§ AIM A
Answer these questions using the lab report:
(i) What accuracy does LoRA fine-tuning on both encoders reach for the art style classification?
(ii) What classification accuracy on CIFAR-10 does the ResNet achieve?
(iii) What fixed value of max_n_iterations do all the FGSM attacks use?
§ AIM B
Reproduce the lab report from "Zero-shot Accuracy" up to and including "on both encoders)", substituting "classification error" for "misclassification".
§ AIM C
Continue the lab report from the point where it stops.

§ PAGE EXCERPT
Using Low-Rank Adaptation (LoRA) and fine-tuning the attention layers of both the text and image encoder we achive:

Accuracy
0.76

(Best model across 5 fine-tuning epochs)

While fine-tuning only one of the encoders leads to:

Accuracy (fine-tune Image Encoder only) Encoder (fine-tune Text Encoder only)
0.72 0.73

I also experimented with a similar methodology on an art dataset Art Style Classification.

The goal is to classify paintings into one of the following five categories:

  • Portrait
  • Landscape
  • Abstract
  • Religious Painting
  • Cityscape

The Zero-shot Performance of CLIP is:

Zero-shot Accuracy
0.87
output

(Example of misclassification)


The performance after fine-tuning with LoRA increases up to:

Accuracy
0.92 (+5%)

(Fine-tuning performed on both encoders)

Laboratory 4

Exercise 1

In this exercise, we build a simple Out-of-Distribution (OOD) detection pipeline. The dataset used for in distribution (ID) examples is CIFAR-10, while the OOD datasets are a subset of CIFAR-100 (with classes not present in CIFAR-10) and randomly generated FakeData. For brevity only results using CIFAR-100 are discussed.

The maximum softmax probability is used for representing how OOD a test sample is. This probability is produced by a custom small CNN and a pretrained ResNet-20 model that i compare in the following table:

Custom CNN ResNet
Histogram
histogram
ROC curve
auc
auc
PR curve
ap
ap

As shown in the plots, the ResNet performs better. This is expected since it also achieves higher classification accuracy on CIFAR-10 (81%) compared to the smaller custom CNN (64%).

Exercise 2.1

In this exercise the FGSM method is used to generate adversarial examples. The model used is the custom CNN introduced in the previous exercise. Here are shown some examples of adversarial attacks generated with an epsilon = 1/255:

output1
output2

I used 3 metrics in order to evaluate how dependent on epsilon the generated adversarial images are:

  • Attack success rate
  • Average iterations to success
  • Average confidence drop

(All the attacks have a fixed max_n_iterations = 10)

quantitative_eval

As expected bigger epsilons produce more powerful (but also more noticeable) attacks .

Exercise 2.2

In this exercise FGSM adversarial samples are used to augment the training dataset used to train the the OOD detector model. The way i implemented this augmented training is by using a weighted loss function in the training loop. For each batch, I compute the loss on both the original (clean) inputs and the adversarially perturbed inputs, then combine them to form a single loss. The weights of the loss components are hyperparameters.

For an equally weighted loss, loss = 0.5 * clean_loss + 0.5 * adv_loss, there is a slight improvement of about 2% in both the ROC and PR curves.

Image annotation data
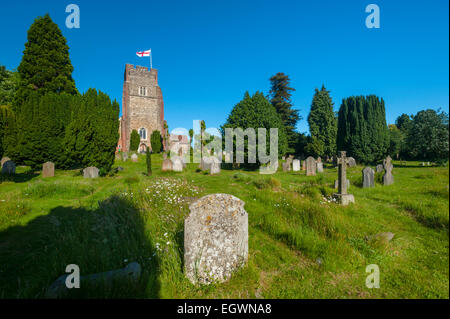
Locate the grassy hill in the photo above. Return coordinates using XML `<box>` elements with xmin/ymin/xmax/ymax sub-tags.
<box><xmin>0</xmin><ymin>155</ymin><xmax>449</xmax><ymax>298</ymax></box>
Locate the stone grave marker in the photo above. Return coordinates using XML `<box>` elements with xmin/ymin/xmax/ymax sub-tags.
<box><xmin>42</xmin><ymin>162</ymin><xmax>55</xmax><ymax>178</ymax></box>
<box><xmin>184</xmin><ymin>194</ymin><xmax>248</xmax><ymax>284</ymax></box>
<box><xmin>362</xmin><ymin>167</ymin><xmax>375</xmax><ymax>188</ymax></box>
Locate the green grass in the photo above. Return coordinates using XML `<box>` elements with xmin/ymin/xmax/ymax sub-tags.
<box><xmin>0</xmin><ymin>156</ymin><xmax>449</xmax><ymax>298</ymax></box>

§ WRITTEN ANSWER A
(i) 0.92
(ii) 81%
(iii) 10

§ WRITTEN ANSWER B
Zero-shot Accuracy
0.87
output

(Example of classification error)


The performance after fine-tuning with LoRA increases up to:

Accuracy
0.92 (+5%)

(Fine-tuning performed on both encoders)

§ WRITTEN ANSWER C
augmented_1 augmented_2

65% and 87% vs 63% and 85% of (non augmented training) from exercise 1

For an unbalanced loss, loss = 0.2 * clean_loss + 0.8 * adv_loss, the performance slightly degrades. This suggests that the hyperparameter weights of the components of the loss might be tricky to tune.

output_4 output_5

Exercise 3.3

The goal of this exercise was to generate targeted attacks by creating adversarial samples that imitate samples from a specific class. Here is a qualitative evaluation of 2 of them, where the target class was "dog":

output_1
output_2

For a quantitative evaluation i compared the targeted and non targeted attacks using the 3 metrics introduced in exercise 2.1. The model used to generate images is the same (custom CNN trained in exercise 2.2). For both types of attacks epsilon = 1/255 and max_n_iterations = 10.

comparison

As expected, the average confidence drop is larger and the average number of iterations to success is lower for untargeted attacks compared to targeted ones. This behavior arises because untargeted attacks only need to push the sample outside the decision region of the true class, which is a simpler optimization problem. What is surprising is that the success rate is slightly higher for targeted attacks. This might be the effect of the augmented training done during exercise 2.2, where the augmentation was based on untargeted attacks.


Note: Some parts of the code in this project were generated with the assistance of generative AI tools.
For example, almost all of the code for the plots was AI-generated.
All AI-generated code was carefully reviewed and rechecked to ensure it executed as intended.
Moreover, I often used AI for debugging errors, especially issues related to tensor shapes or out-of-index errors.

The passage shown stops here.